What this exercise asks |
1. In the weblog entry on Lav Diaz's films, why does the writer say it was a good thing that the respected European connoisseur of Asian cinema was not on the Cinemanila jury this year? Answer in one to three sentences.
2. The opening paragraph of the weblog entry on Lav Diaz's films says that films that demand something of you call for certain things from the viewer. List every one of them that the paragraph names before it turns to the length of the sit.
3. Copy a passage from the weblog entry on Lav Diaz's films without changes. Begin at the words "A sore ass." and stop after the words "wants to take.".

Extracted text |
/---

Weblog S.E.A. Eyes, August 2004

Ebolusyon (Evolution) by Laz Diaz (Philippines, 2004)


photo: still from Ebolusyon (Evolution) by Lav Diaz (Philippines, 2004)



by Gertjan Zuilhof


A sore ass. Sometimes that's what you get from watching films that demand something of you. Open eyes. A broad (minded) look. A relaxed soul. It's all very important, but if a film maker or programmer decides that the sit has to last longer than a normal working day, then seeing a film or a programme is also a physical challenge. An effort. Or a hindrance that not everyone wants to take.

For instance, several years ago a jury member at the Filipino Cinemanila Festival refused to see and judge Batang (Westside) by Lav Diaz - yes, I'll come back to him later, there is every reason to - because the film lasted more than five hours. It's a good thing that this respected European connoisseur of Asian cinema was not in the jury this year, because Diaz' latest film Ebolusyon Ng Isang Pamilyang Pilipino (Evolution of a Filipino Family) was to last nine hours.

Diaz was still in the cutting room at the start of the Cinemanila Festival this year, evoking the rumour that the film was not going to be less than ten hours long. And to avoid unnecessary tension: I saw the (rough cut of) the film from start to finish even though Diaz didn't make it in time for the festival in the end. Then I was back in Amsterdam, where he wrote to me about how the film he had worked on off and on for the last nine years (in the meantime he made six other films) had slowly been eaten up by the ghostly software of his editing computer, which was probably not up to the task in hand.

\---

Supplied data |
/---

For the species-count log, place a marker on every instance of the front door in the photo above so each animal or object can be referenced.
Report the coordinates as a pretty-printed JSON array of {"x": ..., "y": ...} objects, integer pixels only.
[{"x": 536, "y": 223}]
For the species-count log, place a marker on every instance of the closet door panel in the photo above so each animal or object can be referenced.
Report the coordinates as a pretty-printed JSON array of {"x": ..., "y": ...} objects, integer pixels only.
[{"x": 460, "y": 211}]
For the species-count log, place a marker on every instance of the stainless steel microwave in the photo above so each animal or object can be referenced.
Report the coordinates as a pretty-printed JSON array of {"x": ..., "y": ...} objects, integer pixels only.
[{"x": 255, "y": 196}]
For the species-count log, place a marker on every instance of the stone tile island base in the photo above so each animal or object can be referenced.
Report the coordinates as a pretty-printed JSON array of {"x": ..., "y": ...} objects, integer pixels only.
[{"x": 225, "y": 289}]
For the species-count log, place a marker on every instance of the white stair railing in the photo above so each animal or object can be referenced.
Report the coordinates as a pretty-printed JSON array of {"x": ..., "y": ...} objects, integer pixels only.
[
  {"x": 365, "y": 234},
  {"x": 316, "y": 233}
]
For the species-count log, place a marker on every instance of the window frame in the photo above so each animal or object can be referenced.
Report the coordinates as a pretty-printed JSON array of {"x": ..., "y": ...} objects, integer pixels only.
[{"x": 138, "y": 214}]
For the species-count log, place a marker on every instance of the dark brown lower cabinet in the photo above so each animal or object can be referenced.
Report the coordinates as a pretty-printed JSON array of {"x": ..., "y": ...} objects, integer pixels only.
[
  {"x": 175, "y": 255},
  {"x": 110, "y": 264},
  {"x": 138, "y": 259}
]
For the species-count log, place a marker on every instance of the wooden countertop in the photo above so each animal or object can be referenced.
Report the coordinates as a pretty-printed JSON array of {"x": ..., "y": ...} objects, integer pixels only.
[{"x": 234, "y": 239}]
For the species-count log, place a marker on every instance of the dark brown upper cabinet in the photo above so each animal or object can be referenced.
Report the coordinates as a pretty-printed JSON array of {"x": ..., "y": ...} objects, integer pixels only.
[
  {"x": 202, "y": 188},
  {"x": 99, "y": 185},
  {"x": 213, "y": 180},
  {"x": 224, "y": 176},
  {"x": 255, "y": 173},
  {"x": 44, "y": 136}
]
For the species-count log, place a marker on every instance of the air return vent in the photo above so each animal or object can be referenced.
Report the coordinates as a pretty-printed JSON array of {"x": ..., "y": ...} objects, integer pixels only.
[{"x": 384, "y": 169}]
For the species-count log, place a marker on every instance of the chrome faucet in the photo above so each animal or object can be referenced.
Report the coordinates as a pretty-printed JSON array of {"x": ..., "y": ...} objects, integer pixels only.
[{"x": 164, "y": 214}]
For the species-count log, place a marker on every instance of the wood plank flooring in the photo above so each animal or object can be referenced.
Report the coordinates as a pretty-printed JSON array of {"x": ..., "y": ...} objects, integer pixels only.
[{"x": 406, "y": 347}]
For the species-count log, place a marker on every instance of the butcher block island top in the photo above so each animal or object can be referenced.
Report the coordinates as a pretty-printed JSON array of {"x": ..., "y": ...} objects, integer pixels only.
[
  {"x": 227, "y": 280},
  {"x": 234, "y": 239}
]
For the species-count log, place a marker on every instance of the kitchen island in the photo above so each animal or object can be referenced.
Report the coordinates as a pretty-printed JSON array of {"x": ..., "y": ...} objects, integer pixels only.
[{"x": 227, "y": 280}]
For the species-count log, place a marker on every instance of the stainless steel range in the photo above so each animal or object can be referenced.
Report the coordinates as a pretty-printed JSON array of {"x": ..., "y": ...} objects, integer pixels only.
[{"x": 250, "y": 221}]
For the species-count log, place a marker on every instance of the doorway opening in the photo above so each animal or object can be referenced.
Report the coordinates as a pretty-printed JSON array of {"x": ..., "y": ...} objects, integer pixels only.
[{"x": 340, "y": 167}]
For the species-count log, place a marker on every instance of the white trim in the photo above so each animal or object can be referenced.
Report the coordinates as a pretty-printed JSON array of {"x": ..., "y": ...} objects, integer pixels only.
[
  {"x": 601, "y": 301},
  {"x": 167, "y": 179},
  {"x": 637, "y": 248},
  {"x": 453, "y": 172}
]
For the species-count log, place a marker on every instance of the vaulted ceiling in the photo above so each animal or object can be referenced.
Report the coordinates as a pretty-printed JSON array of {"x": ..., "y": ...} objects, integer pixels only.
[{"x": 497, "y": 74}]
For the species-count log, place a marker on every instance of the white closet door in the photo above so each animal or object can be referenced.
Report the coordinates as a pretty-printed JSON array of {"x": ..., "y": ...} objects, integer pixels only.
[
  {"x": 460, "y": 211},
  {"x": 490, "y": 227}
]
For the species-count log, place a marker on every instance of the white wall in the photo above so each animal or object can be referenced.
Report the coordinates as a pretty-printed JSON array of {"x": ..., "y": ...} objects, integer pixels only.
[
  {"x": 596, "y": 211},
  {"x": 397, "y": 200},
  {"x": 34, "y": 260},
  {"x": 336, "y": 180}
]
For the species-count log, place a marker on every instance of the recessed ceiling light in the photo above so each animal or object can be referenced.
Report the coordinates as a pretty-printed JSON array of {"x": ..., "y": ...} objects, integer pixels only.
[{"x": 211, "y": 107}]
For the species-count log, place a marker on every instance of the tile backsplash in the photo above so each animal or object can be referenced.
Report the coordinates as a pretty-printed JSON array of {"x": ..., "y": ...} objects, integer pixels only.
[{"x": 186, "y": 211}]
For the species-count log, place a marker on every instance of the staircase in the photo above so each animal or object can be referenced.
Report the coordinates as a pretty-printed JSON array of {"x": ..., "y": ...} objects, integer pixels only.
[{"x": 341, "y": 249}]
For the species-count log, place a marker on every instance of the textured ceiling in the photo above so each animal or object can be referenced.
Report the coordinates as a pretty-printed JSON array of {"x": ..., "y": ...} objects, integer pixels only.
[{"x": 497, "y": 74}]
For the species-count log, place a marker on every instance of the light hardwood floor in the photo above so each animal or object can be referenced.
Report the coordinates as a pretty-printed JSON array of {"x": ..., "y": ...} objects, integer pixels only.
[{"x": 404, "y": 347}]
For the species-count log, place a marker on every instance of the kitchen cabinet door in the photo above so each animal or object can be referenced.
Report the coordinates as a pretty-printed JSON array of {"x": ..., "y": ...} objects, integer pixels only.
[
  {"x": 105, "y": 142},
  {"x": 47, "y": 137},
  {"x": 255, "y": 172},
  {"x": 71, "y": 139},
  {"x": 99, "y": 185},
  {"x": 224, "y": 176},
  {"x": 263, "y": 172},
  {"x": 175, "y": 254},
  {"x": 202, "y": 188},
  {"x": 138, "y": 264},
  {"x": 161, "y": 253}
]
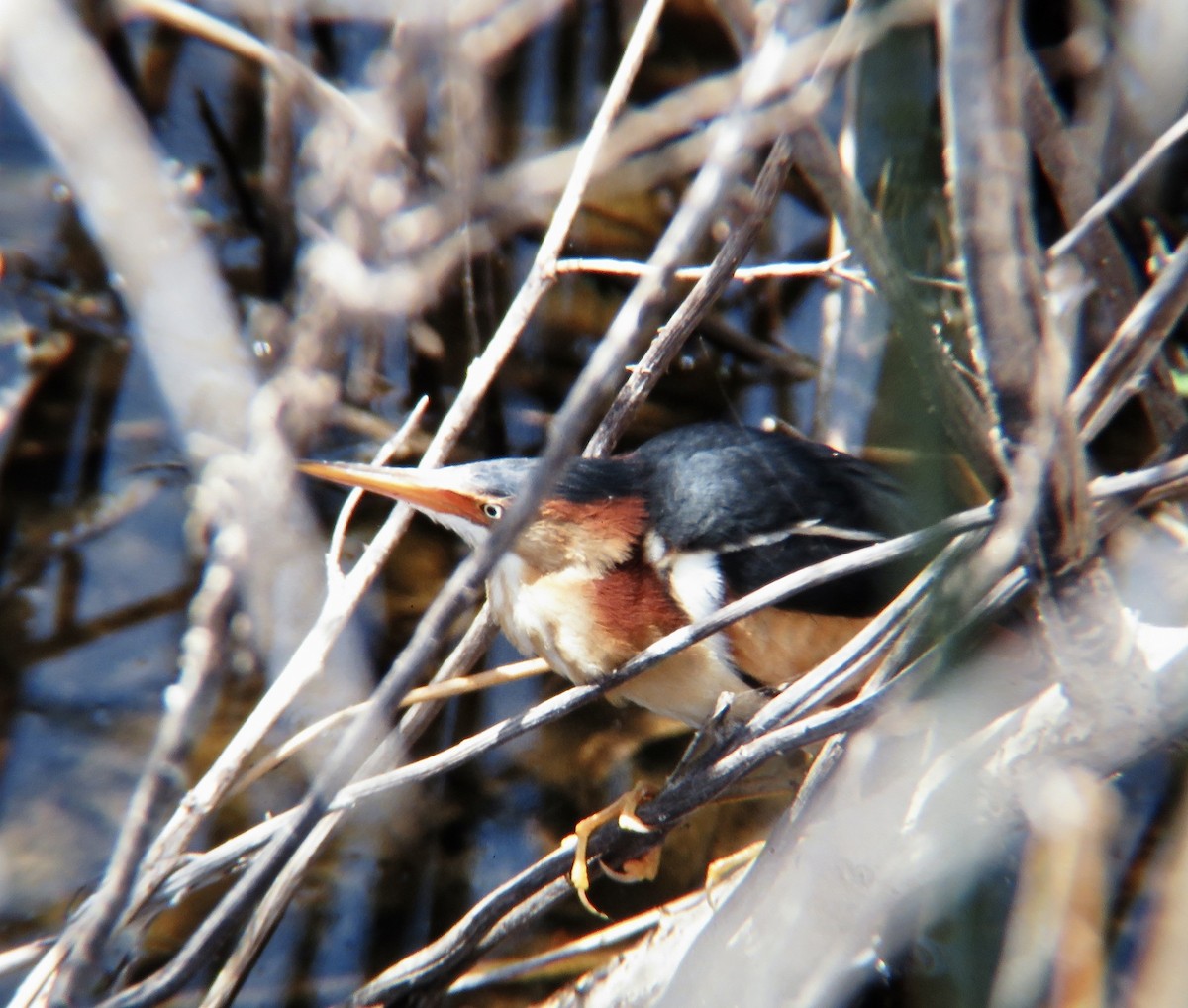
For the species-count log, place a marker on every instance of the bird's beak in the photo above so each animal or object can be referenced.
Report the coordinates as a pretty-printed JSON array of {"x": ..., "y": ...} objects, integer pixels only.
[{"x": 435, "y": 491}]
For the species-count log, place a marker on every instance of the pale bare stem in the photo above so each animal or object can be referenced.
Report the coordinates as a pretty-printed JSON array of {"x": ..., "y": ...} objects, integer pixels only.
[
  {"x": 625, "y": 267},
  {"x": 603, "y": 941},
  {"x": 456, "y": 591},
  {"x": 523, "y": 193},
  {"x": 1122, "y": 367},
  {"x": 434, "y": 693},
  {"x": 81, "y": 943},
  {"x": 1118, "y": 191},
  {"x": 1133, "y": 490},
  {"x": 194, "y": 22}
]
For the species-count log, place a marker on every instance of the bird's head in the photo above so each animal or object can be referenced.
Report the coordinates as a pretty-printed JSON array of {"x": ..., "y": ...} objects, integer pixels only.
[{"x": 594, "y": 517}]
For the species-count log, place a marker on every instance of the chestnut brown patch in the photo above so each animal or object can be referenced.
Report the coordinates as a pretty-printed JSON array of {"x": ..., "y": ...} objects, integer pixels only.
[{"x": 634, "y": 605}]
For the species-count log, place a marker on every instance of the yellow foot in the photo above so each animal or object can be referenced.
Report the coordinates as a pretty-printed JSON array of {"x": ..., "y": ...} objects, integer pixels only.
[{"x": 624, "y": 812}]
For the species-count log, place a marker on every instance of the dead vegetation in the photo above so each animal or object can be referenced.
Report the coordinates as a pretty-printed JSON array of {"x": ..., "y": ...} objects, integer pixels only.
[{"x": 1011, "y": 307}]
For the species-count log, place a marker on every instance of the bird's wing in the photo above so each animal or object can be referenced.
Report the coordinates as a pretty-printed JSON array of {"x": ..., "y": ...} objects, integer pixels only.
[{"x": 766, "y": 504}]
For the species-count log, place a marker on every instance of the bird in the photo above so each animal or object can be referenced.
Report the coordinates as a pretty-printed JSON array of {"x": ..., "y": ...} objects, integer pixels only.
[{"x": 625, "y": 550}]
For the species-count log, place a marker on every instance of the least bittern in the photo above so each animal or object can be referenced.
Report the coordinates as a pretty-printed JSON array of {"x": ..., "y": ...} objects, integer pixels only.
[{"x": 630, "y": 549}]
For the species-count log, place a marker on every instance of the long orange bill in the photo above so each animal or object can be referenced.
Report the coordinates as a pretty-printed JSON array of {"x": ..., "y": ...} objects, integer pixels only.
[{"x": 427, "y": 490}]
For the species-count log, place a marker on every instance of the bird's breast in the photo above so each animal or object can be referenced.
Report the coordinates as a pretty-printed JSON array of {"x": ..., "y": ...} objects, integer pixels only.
[{"x": 587, "y": 623}]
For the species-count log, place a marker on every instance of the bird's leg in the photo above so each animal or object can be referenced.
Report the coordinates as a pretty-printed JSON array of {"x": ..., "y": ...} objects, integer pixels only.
[{"x": 622, "y": 810}]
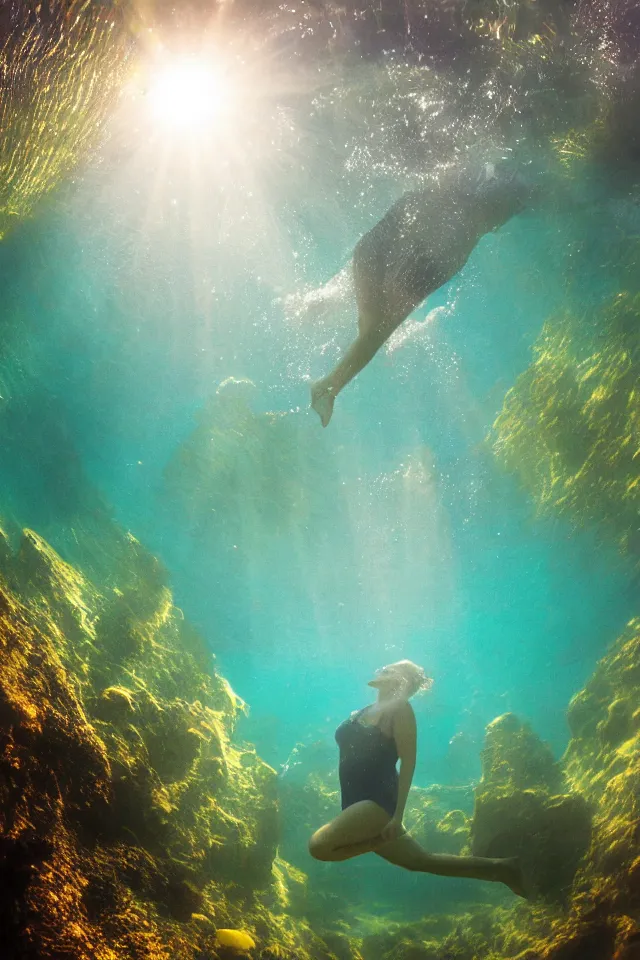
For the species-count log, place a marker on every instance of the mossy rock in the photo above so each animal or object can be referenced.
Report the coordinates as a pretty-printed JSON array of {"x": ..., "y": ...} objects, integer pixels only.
[
  {"x": 115, "y": 705},
  {"x": 550, "y": 835}
]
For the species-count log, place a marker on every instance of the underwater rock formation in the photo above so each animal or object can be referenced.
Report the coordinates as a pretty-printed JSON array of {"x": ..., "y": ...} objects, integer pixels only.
[
  {"x": 61, "y": 66},
  {"x": 522, "y": 810},
  {"x": 569, "y": 428},
  {"x": 131, "y": 825}
]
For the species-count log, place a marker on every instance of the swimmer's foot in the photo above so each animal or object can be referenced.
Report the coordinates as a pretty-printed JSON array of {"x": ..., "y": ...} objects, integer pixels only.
[
  {"x": 322, "y": 401},
  {"x": 511, "y": 875}
]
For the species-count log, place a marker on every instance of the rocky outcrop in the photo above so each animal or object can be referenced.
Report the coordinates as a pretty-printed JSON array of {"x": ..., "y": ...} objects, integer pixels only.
[
  {"x": 131, "y": 824},
  {"x": 523, "y": 809}
]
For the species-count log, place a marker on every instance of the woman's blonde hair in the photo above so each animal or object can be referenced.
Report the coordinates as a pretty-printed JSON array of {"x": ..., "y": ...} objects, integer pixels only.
[{"x": 412, "y": 677}]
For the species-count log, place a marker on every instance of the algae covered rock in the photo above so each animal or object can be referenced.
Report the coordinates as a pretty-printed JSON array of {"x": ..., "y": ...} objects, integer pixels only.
[
  {"x": 126, "y": 807},
  {"x": 602, "y": 762},
  {"x": 521, "y": 809},
  {"x": 569, "y": 428}
]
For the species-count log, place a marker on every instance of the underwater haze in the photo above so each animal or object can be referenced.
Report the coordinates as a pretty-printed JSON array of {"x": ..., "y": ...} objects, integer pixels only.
[{"x": 164, "y": 314}]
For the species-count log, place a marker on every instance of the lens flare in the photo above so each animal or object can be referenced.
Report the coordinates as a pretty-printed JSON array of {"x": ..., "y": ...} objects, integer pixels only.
[{"x": 189, "y": 95}]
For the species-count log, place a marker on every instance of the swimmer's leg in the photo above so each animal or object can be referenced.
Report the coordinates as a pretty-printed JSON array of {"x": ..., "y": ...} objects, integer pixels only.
[
  {"x": 361, "y": 351},
  {"x": 376, "y": 323},
  {"x": 406, "y": 852},
  {"x": 355, "y": 831}
]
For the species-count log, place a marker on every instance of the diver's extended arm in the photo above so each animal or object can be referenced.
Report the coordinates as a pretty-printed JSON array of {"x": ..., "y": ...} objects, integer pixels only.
[{"x": 404, "y": 732}]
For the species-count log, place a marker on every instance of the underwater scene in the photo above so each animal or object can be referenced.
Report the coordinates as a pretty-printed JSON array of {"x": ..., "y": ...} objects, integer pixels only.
[{"x": 320, "y": 480}]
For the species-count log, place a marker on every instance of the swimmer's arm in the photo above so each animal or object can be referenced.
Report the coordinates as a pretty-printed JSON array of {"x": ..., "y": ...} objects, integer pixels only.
[{"x": 404, "y": 732}]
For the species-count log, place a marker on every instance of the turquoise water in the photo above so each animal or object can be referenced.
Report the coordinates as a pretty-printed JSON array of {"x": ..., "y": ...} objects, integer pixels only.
[
  {"x": 446, "y": 565},
  {"x": 147, "y": 283}
]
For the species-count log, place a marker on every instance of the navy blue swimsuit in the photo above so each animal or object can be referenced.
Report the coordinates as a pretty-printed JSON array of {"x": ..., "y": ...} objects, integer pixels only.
[{"x": 368, "y": 759}]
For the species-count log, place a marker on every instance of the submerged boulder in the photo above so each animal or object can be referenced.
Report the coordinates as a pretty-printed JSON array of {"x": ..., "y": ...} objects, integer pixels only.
[
  {"x": 522, "y": 810},
  {"x": 126, "y": 808}
]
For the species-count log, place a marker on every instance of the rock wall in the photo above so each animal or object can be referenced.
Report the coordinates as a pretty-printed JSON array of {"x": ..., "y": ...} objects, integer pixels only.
[{"x": 131, "y": 825}]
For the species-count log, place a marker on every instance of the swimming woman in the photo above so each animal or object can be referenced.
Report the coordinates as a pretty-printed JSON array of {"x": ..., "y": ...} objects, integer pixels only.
[
  {"x": 419, "y": 245},
  {"x": 374, "y": 794}
]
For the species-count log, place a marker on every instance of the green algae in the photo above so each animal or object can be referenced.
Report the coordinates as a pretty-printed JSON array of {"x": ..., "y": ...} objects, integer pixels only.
[
  {"x": 58, "y": 84},
  {"x": 570, "y": 427},
  {"x": 158, "y": 827}
]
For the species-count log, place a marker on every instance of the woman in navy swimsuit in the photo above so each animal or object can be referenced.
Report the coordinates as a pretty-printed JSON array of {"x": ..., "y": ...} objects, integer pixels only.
[{"x": 374, "y": 792}]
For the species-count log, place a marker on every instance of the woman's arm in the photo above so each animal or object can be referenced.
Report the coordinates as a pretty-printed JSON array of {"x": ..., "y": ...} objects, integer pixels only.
[{"x": 405, "y": 736}]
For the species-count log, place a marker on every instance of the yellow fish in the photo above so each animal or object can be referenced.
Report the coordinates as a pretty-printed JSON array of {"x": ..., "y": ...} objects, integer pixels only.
[{"x": 238, "y": 940}]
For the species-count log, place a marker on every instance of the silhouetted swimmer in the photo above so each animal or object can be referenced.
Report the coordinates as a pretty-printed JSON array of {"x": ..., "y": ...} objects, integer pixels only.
[
  {"x": 419, "y": 245},
  {"x": 374, "y": 793}
]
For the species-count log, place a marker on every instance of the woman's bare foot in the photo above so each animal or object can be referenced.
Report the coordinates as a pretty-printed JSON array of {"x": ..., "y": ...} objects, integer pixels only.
[
  {"x": 511, "y": 875},
  {"x": 322, "y": 401}
]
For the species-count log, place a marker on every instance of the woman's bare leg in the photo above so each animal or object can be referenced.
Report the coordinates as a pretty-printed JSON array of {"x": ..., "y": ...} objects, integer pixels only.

\---

Results of the exercise |
1. Several years earlier, that jury member refused to see and judge Diaz's Batang (Westside) because it lasted more than five hours. Diaz's latest film, Ebolusyon Ng Isang Pamilyang Pilipino (Evolution of a Filipino Family), was to last nine hours.

2.
- Open eyes
- A broad (minded) look
- A relaxed soul

3.
A sore ass. Sometimes that's what you get from watching films that demand something of you. Open eyes. A broad (minded) look. A relaxed soul. It's all very important, but if a film maker or programmer decides that the sit has to last longer than a normal working day, then seeing a film or a programme is also a physical challenge. An effort. Or a hindrance that not everyone wants to take.